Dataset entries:
-- -- --

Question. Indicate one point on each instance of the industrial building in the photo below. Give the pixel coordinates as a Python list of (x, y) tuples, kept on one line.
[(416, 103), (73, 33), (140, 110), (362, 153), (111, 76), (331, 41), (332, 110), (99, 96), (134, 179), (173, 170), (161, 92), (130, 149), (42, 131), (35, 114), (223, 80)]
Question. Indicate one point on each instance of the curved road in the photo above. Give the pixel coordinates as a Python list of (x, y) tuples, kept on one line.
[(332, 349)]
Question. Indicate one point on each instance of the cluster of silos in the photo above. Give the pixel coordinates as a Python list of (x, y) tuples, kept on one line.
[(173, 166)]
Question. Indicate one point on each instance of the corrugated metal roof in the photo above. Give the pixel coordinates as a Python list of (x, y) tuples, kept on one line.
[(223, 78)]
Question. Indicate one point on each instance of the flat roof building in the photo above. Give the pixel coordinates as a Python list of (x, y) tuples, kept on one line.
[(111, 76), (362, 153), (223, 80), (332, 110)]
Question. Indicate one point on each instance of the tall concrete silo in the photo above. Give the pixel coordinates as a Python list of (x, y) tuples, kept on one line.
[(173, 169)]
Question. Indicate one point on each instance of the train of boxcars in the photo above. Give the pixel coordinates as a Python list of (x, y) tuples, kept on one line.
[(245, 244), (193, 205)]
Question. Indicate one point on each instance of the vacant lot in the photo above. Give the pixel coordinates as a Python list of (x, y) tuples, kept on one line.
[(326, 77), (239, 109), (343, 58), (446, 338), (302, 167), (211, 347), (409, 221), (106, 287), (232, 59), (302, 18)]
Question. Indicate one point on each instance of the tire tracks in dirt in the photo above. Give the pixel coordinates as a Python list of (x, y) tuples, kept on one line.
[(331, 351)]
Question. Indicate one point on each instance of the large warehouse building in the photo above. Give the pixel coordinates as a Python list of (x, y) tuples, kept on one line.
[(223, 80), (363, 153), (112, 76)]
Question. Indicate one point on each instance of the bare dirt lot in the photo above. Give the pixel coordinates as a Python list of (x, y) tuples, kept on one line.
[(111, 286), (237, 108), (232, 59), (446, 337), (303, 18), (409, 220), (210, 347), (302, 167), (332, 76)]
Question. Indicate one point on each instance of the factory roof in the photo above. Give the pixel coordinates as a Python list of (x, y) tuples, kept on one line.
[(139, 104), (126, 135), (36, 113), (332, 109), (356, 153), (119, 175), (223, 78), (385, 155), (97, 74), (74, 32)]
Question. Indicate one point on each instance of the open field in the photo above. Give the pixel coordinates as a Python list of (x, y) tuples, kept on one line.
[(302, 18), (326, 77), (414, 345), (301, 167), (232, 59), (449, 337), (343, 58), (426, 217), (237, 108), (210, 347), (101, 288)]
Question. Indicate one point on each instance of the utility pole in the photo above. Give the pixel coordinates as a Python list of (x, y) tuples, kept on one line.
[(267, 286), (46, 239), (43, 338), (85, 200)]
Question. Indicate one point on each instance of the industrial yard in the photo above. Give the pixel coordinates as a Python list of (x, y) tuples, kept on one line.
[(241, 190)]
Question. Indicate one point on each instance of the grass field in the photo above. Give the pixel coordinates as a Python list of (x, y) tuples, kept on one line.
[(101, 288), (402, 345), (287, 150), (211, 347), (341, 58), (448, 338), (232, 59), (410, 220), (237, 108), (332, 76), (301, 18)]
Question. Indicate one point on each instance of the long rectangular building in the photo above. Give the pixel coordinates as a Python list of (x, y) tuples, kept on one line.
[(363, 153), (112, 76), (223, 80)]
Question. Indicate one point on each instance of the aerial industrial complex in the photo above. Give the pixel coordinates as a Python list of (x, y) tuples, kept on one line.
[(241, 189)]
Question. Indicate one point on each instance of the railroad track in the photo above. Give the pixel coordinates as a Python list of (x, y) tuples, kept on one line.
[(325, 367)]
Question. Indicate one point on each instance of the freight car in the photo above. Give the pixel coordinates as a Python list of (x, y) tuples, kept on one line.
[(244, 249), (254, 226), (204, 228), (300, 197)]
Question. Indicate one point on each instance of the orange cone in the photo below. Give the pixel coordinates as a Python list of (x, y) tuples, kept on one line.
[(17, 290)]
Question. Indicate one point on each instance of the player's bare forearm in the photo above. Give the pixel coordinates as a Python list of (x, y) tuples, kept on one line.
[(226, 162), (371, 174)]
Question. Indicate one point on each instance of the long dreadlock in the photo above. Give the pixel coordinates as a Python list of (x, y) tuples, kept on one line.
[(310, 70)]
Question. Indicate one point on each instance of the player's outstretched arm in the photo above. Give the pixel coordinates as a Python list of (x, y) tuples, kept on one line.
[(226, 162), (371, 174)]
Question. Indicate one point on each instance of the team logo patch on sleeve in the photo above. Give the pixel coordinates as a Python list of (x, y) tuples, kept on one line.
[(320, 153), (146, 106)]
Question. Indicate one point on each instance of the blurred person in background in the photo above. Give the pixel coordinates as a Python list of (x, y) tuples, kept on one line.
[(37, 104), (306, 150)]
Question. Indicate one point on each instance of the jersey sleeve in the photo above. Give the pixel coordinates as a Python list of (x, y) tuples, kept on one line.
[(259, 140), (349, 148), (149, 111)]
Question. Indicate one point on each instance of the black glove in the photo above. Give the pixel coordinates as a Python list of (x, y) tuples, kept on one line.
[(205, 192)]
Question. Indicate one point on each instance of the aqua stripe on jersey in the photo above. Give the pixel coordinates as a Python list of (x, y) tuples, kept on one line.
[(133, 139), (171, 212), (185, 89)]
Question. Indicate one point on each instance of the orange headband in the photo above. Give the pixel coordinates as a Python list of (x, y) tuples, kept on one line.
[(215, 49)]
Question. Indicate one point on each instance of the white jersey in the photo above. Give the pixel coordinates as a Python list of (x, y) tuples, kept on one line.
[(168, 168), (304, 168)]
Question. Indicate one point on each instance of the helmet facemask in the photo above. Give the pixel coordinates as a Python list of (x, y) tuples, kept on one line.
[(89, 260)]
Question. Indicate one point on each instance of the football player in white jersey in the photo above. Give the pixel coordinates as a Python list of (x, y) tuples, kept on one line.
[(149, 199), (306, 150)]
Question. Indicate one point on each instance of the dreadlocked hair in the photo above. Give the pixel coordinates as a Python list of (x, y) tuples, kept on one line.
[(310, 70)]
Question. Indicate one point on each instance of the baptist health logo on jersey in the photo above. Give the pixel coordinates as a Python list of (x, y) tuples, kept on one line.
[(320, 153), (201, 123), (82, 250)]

-- -- --

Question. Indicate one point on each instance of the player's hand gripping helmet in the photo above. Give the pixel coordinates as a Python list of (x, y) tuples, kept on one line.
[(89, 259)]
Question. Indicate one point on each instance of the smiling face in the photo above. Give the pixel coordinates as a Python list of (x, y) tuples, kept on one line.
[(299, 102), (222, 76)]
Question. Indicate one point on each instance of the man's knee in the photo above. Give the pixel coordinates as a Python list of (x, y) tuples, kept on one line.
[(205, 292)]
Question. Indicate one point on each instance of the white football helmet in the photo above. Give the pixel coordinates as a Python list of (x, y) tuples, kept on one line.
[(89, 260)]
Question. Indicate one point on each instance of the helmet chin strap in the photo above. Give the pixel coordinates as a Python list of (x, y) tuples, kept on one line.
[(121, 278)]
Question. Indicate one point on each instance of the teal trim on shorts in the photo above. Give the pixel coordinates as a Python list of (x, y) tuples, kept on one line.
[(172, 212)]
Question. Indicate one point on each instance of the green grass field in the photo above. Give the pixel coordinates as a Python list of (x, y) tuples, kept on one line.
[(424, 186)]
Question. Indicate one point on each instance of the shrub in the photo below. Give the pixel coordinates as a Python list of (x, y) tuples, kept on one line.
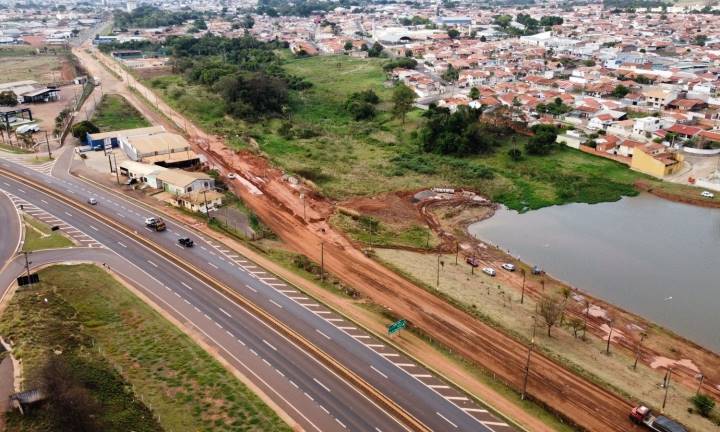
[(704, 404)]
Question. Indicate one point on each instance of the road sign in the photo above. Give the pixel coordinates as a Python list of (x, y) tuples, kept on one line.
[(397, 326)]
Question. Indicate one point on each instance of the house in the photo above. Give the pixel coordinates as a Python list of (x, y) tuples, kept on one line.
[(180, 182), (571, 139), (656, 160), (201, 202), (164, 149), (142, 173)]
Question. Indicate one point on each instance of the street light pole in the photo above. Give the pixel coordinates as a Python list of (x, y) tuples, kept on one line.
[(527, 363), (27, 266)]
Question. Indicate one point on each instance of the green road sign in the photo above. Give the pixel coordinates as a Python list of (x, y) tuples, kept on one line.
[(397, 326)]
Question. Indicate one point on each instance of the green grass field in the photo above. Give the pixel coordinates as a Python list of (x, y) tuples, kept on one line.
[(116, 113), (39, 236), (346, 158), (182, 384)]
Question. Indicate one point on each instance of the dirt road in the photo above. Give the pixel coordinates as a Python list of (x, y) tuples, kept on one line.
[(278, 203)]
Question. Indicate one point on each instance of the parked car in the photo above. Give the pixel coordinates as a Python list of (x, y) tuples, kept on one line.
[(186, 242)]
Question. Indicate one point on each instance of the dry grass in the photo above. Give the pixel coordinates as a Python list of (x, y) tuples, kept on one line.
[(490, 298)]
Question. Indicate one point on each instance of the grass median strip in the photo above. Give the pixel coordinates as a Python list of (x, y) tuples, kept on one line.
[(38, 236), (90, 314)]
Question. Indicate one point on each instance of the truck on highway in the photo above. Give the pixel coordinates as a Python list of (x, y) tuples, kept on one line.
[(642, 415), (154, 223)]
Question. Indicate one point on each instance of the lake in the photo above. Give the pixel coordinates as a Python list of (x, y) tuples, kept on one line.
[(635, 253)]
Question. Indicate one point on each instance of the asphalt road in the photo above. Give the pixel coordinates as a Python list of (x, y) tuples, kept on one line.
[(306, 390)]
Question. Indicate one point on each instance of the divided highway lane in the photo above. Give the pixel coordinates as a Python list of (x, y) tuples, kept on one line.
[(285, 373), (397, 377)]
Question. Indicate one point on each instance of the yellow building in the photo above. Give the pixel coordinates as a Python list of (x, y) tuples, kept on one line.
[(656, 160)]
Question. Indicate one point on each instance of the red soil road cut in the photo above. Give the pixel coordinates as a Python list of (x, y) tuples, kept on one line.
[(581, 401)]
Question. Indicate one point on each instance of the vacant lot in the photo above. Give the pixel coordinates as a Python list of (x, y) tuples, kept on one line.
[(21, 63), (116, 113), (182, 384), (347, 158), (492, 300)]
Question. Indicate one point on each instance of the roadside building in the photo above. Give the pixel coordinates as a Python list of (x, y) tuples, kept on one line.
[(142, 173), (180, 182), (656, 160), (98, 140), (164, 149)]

-- -- --

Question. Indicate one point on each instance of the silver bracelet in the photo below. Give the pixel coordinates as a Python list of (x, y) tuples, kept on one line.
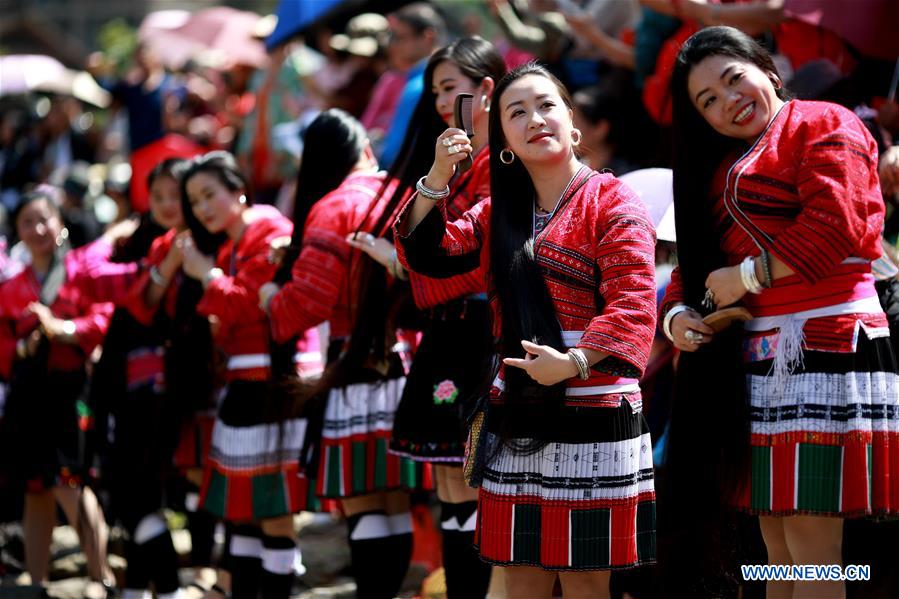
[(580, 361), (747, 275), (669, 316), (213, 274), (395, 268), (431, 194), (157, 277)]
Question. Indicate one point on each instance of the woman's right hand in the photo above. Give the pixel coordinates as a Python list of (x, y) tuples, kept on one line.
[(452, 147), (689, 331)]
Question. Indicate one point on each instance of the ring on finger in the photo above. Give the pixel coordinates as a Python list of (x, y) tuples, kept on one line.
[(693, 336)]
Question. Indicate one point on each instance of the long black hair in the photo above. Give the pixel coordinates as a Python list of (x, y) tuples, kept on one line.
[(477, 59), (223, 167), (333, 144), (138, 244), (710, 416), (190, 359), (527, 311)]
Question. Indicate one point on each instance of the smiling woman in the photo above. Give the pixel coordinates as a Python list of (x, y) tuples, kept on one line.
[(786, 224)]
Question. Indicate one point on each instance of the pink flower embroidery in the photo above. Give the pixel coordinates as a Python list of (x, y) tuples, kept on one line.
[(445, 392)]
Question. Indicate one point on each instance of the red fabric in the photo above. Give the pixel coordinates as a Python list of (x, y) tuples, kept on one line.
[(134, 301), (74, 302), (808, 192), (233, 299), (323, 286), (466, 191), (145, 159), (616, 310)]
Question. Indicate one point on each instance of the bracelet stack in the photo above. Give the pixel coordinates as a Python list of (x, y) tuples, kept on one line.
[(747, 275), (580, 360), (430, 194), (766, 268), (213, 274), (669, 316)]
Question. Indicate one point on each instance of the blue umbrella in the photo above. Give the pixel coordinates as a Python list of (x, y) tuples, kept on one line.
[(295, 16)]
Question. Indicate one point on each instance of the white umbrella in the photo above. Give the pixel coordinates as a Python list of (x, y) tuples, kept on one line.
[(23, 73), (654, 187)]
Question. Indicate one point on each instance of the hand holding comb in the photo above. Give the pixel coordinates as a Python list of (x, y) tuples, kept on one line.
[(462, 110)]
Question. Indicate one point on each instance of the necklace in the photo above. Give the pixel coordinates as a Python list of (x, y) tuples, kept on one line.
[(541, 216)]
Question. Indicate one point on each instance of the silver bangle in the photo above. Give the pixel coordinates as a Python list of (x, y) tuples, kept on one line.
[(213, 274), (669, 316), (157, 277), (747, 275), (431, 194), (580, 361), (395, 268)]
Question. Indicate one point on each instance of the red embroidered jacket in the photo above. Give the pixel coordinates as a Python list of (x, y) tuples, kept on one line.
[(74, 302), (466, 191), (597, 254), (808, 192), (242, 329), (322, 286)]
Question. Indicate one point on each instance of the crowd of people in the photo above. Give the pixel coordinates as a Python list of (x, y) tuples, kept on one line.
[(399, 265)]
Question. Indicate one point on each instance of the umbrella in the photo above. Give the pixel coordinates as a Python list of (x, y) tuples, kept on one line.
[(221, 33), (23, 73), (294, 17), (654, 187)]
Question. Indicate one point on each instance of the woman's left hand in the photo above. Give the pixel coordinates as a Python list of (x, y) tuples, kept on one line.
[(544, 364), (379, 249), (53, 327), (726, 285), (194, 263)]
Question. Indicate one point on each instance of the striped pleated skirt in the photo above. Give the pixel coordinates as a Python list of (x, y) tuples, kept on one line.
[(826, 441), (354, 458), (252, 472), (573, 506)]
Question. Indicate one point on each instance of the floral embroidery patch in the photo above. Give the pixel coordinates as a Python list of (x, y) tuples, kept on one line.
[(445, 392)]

-- -- --

PROBLEM TO WORK ON >> Reproduce the lines from the line with "the industrial building" to the line with "114), (223, 80)]", substituting "image coordinates" for "pixel coordinates" and changing nothing else.

EXERCISE RESPONSE >>
Question. Indicate one point on each instance of the industrial building in the photo below. Give the image coordinates as a Python list of (x, y) tuples, kept on one line.
[(416, 103), (73, 33), (140, 110), (362, 153), (111, 76), (331, 41), (332, 110), (99, 96), (134, 179), (173, 170), (161, 92), (130, 149), (42, 131), (35, 114), (223, 80)]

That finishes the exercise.